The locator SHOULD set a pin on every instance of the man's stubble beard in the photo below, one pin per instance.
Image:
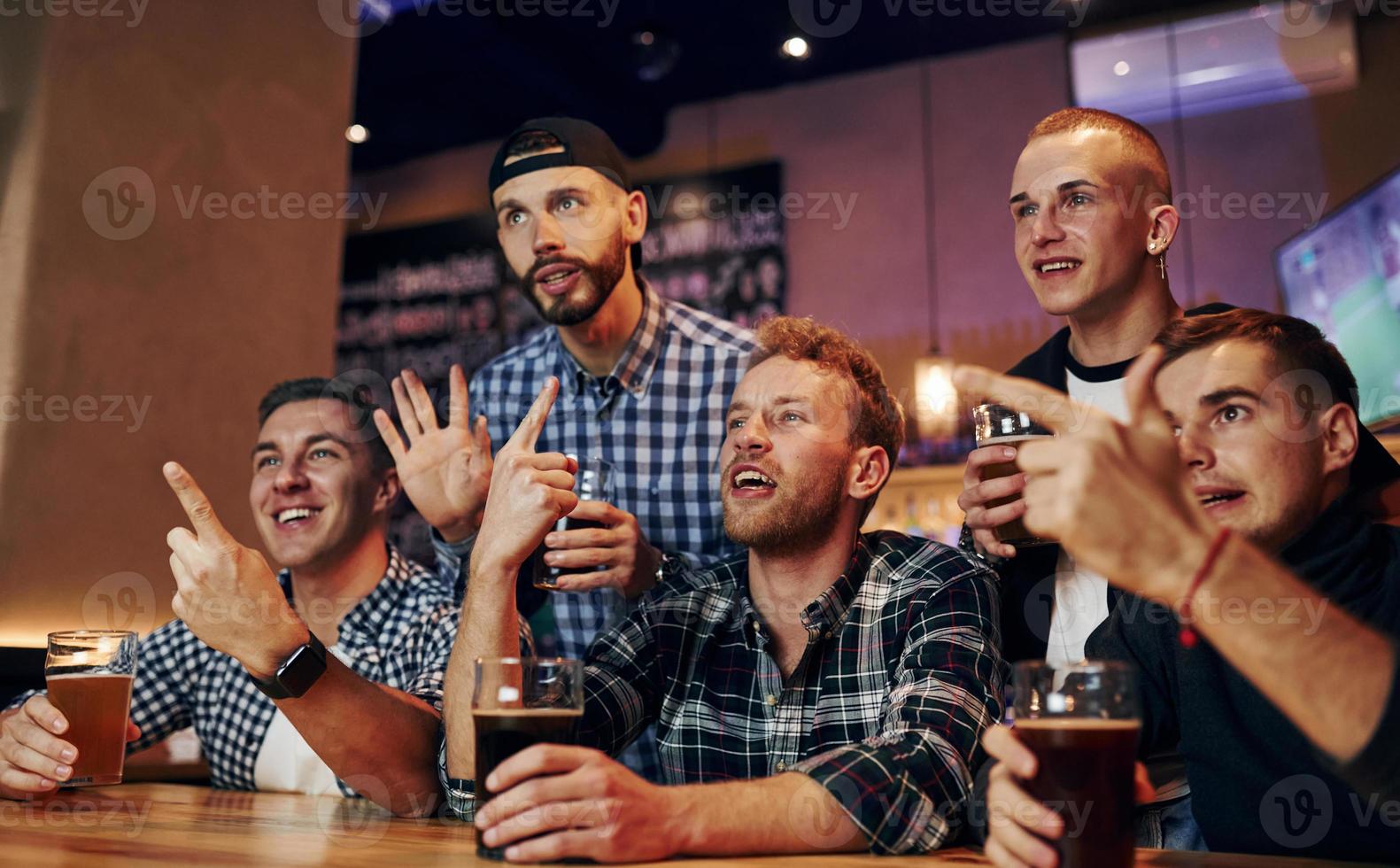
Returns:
(800, 520)
(598, 277)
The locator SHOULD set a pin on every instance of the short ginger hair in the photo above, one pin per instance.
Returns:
(878, 419)
(1139, 143)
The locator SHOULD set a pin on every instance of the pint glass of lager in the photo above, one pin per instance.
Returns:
(89, 680)
(518, 703)
(1000, 426)
(1082, 724)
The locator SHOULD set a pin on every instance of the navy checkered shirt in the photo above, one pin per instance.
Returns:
(399, 636)
(901, 677)
(658, 419)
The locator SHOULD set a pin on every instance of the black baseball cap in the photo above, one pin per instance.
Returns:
(585, 144)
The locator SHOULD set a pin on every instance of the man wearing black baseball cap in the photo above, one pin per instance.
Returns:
(645, 383)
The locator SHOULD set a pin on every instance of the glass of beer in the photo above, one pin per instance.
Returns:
(592, 482)
(1000, 426)
(89, 674)
(1082, 724)
(518, 703)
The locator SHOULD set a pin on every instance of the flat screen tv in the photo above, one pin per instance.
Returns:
(1344, 276)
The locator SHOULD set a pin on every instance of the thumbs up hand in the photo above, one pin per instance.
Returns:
(530, 492)
(1116, 496)
(226, 593)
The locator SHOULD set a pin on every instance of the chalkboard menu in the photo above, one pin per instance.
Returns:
(430, 296)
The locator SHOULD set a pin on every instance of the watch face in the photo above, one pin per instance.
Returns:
(301, 670)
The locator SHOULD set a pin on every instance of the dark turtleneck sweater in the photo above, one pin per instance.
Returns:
(1257, 783)
(1025, 622)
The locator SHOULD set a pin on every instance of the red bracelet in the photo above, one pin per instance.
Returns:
(1187, 634)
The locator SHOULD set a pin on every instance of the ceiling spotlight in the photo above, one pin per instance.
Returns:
(797, 48)
(654, 53)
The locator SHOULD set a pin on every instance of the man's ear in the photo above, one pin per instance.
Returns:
(634, 217)
(869, 470)
(1165, 220)
(1340, 437)
(388, 491)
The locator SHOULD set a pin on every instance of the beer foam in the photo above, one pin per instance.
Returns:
(528, 711)
(1011, 438)
(1075, 723)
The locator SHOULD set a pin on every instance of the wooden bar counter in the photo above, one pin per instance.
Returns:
(182, 825)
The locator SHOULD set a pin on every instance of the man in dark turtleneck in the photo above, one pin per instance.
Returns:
(1255, 521)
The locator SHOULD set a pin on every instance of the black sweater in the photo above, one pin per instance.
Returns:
(1025, 610)
(1257, 784)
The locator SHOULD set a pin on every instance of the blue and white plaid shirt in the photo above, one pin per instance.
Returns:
(399, 636)
(901, 675)
(658, 419)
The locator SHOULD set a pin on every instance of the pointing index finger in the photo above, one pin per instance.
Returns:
──────────────────────────────
Can you format all of the rows above as a numbered list, with blank lines left out? Leave the pictures out of your answer.

FULL OUTPUT ->
1. The locator SHOULD set a pin on every instance of the man's stubble beard in the photo below, one pin per instance.
2. Image:
3. Returns:
4. (800, 520)
5. (598, 277)
6. The locator SHOULD set a pin on every instance of the short ginger hair in the photo above, one pin per instance.
7. Returns:
8. (878, 419)
9. (1139, 143)
10. The locator SHOULD set a pin on every instance of the pint glass of lager in the photo above, one pin per instance.
11. Returns:
12. (89, 680)
13. (518, 703)
14. (1000, 426)
15. (1082, 724)
16. The locator SHOULD set a pin on every instance of the navy checkered shirt in the photo above, one pin per instance.
17. Returns:
18. (399, 636)
19. (901, 677)
20. (658, 419)
21. The locator SHOULD set a pin on every instance of the black baseball cap in the photo above, one pin per instance.
22. Returns:
23. (585, 144)
24. The locator SHOULD set a pin on every instance of the man wearing black baseball cap in the photo above, one pin per instance.
25. Returns:
26. (645, 383)
27. The locator SHOULD set a pin on every instance of the glass of beer in the photo above, one pin per instance.
28. Returns:
29. (592, 482)
30. (1000, 426)
31. (89, 674)
32. (1082, 724)
33. (518, 703)
34. The locator SHOULD set a pin on every instance of the flat screen tv in the photo above, one pin per instance.
35. Returns:
36. (1344, 276)
37. The locator SHOULD set a pin on every instance of the thumbs up hand in the photo above, one pin per instance.
38. Returns:
39. (530, 492)
40. (1116, 496)
41. (226, 593)
42. The locator SHOULD set a pin on every instance of the chalkboard menu in the photo above, one pin per instance.
43. Returns:
44. (430, 296)
45. The locator SHOULD set a pin on every instance of the watch face in the photo above, one pin per instance.
46. Returns:
47. (301, 670)
48. The locator SHOULD set a pin on every instance of the dark turtleneck sweater in the photo above, one pin per instance.
49. Returns:
50. (1257, 783)
51. (1025, 622)
52. The locator SHOULD set a pin on every instance of the red bracelet in the photo above, one pin per instance.
53. Returns:
54. (1187, 634)
55. The locator SHOULD set a pin on every instance of the ceiling spotlight in the photo above, one pin per instance.
56. Returns:
57. (797, 48)
58. (654, 53)
59. The locator SHOULD set a pin on every instance of the man's ear in the photo above, one pin per instance.
60. Returns:
61. (634, 217)
62. (869, 470)
63. (1165, 220)
64. (1340, 437)
65. (388, 491)
66. The locator SHOULD set a pin on every instance of the beer foam in the photo above, one pin per instance.
67. Returns:
68. (528, 711)
69. (1011, 438)
70. (1075, 723)
71. The locator SHOULD set a pin on every instance of the wooden bar counter in the photo above, one pin per instance.
72. Returns:
73. (182, 825)
74. The locator SHOULD set a pin on every instance of the man in dark turtleneck in the photo above, one pin per instance.
75. Returns:
76. (1255, 521)
77. The locator SHOULD set a pin on every instance of the black sweater in the photo above, one pin per instance.
78. Returns:
79. (1025, 610)
80. (1257, 784)
81. The locator SHOULD set a pin on every instance of the blue and white plaid shirt in the photo above, one pin per instance.
82. Returns:
83. (399, 636)
84. (901, 675)
85. (658, 419)
86. The locator SHOULD set a pin on every instance of the pointing index finger in the photo above, one pin per instance.
87. Returns:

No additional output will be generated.